What to work on:
1. According to the excerpt on the coronavirus and global supply chains, what share of all manufacturing sites serving the United States is located in India?
2. Continue the excerpt on the coronavirus and global supply chains, starting right after its final sentence.

Source text:

******

Like China, India is also a strategic market. The second most populous nation in the world, India is home to about 12 percent of all manufacturing sites that serve the United States.

The Ripple Effect Will Continue as Coronavirus Spreads

The world’s economies have been inexplicably linked due to increased globalization. That connection, which has long been a blessing, is now a cause for alarm.

Recently, a special briefing issued by analytics firm Dun & Bradstreet revealed that the effects of the global pandemic could hit up to 5 million firms across the world. The research, which analyzed some of the Chinese provinces affected the post by the virus, discovered that the spread of the virus, as well as subsequent containment efforts, has eaten into the global business network with ripple effects set to unfold over time.

******

Data excerpts:

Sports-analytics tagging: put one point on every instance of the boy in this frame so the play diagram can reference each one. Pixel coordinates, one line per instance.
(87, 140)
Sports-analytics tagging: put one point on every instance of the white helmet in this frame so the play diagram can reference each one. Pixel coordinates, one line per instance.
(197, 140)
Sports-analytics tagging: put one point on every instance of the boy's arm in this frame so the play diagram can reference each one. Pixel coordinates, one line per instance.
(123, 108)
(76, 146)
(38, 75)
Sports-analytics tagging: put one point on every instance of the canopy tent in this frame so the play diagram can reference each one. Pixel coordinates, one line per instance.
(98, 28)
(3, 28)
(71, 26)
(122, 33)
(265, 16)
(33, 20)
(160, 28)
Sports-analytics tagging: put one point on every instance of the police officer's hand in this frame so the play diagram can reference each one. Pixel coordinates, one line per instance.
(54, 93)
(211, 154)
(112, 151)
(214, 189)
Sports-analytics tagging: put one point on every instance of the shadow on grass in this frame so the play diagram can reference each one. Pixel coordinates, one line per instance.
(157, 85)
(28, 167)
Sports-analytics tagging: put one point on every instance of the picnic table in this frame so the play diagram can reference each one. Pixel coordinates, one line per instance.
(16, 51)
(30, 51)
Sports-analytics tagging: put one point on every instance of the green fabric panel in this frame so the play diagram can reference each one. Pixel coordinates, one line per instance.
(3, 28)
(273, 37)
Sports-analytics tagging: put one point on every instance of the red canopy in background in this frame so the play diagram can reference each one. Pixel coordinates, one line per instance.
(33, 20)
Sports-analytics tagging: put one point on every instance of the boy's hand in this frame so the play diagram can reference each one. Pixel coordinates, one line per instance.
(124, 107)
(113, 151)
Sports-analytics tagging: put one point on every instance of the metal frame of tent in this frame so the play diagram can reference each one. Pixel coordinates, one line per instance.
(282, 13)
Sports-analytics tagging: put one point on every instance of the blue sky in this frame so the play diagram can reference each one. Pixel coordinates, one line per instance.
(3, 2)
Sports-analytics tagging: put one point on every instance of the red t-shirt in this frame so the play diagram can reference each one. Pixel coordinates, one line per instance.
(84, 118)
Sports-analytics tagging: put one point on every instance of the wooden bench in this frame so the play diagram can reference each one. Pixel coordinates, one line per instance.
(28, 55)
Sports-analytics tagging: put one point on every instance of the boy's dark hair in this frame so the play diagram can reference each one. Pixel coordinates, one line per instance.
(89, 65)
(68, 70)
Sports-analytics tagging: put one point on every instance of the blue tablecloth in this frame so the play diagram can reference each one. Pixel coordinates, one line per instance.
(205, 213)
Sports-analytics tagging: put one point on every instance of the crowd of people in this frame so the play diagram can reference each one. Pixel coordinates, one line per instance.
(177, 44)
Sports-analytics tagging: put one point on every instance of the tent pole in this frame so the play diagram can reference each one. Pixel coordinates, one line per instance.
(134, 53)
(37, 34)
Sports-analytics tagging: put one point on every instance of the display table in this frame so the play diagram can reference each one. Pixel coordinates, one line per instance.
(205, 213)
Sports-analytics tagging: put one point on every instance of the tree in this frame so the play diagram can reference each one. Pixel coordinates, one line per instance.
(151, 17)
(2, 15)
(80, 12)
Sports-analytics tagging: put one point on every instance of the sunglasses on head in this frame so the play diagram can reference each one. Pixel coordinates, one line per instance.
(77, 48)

******

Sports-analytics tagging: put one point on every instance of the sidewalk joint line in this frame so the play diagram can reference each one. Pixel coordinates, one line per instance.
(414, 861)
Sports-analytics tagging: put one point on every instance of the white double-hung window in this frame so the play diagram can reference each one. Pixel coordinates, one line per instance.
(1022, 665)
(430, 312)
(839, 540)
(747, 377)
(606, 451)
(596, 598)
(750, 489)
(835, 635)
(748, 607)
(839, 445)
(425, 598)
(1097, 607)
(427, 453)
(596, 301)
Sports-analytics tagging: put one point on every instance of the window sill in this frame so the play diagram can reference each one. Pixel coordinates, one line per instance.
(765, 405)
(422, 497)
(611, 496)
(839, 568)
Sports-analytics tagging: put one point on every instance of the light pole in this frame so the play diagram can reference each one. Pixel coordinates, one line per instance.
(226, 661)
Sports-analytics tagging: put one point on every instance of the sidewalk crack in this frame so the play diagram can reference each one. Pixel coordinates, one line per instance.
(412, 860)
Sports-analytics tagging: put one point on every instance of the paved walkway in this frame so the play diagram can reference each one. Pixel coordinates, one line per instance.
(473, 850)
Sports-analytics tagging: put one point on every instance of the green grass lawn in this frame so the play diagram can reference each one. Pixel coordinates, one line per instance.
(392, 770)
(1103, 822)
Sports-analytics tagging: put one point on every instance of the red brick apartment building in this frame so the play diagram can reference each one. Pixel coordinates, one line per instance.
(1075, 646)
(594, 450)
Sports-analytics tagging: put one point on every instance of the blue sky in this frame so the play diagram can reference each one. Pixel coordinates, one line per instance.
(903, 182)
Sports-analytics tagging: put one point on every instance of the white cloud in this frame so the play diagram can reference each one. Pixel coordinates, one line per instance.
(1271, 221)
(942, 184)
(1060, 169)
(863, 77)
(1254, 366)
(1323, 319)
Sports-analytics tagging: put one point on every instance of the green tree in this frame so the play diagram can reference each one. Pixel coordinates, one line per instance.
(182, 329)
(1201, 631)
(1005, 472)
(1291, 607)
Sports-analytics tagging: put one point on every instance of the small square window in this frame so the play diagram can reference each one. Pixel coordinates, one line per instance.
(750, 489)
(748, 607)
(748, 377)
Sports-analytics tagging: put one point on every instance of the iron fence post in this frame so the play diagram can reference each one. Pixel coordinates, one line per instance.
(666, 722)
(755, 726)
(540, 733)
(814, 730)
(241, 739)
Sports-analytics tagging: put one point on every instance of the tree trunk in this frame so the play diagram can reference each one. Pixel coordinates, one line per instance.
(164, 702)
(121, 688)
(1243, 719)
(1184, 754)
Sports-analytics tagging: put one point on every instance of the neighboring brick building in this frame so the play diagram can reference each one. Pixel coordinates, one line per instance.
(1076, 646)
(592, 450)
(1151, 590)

******

Answers in order:
1. About 12 percent.

2.
As the company found, affected areas that have more than 100 confirmed cases are home to 90 percent of Chinese firms, while another 49,000 companies in these regions are registered subsidiaries of foreign firms. 49 percent of firms with subsidiaries in affected regions are headquartered in Hong Kong. The United States accounts for 19 percent, while Japan and Germany account for 12 and 5 percent, respectively.

However, some companies have been proactive in shielding themselves from the problem. Samsung, which released a new line of Galaxy smartphones last week, has moved its supply chain from factories in China to Vietnam.

Samsung’s factories in the Bac Ninh and Thai Nguyen provinces reportedly produce two-thirds of all of the company’s devices, and by putting them to work, the firm should be able to minimize the effects of a Chinese blockade for much longer than others.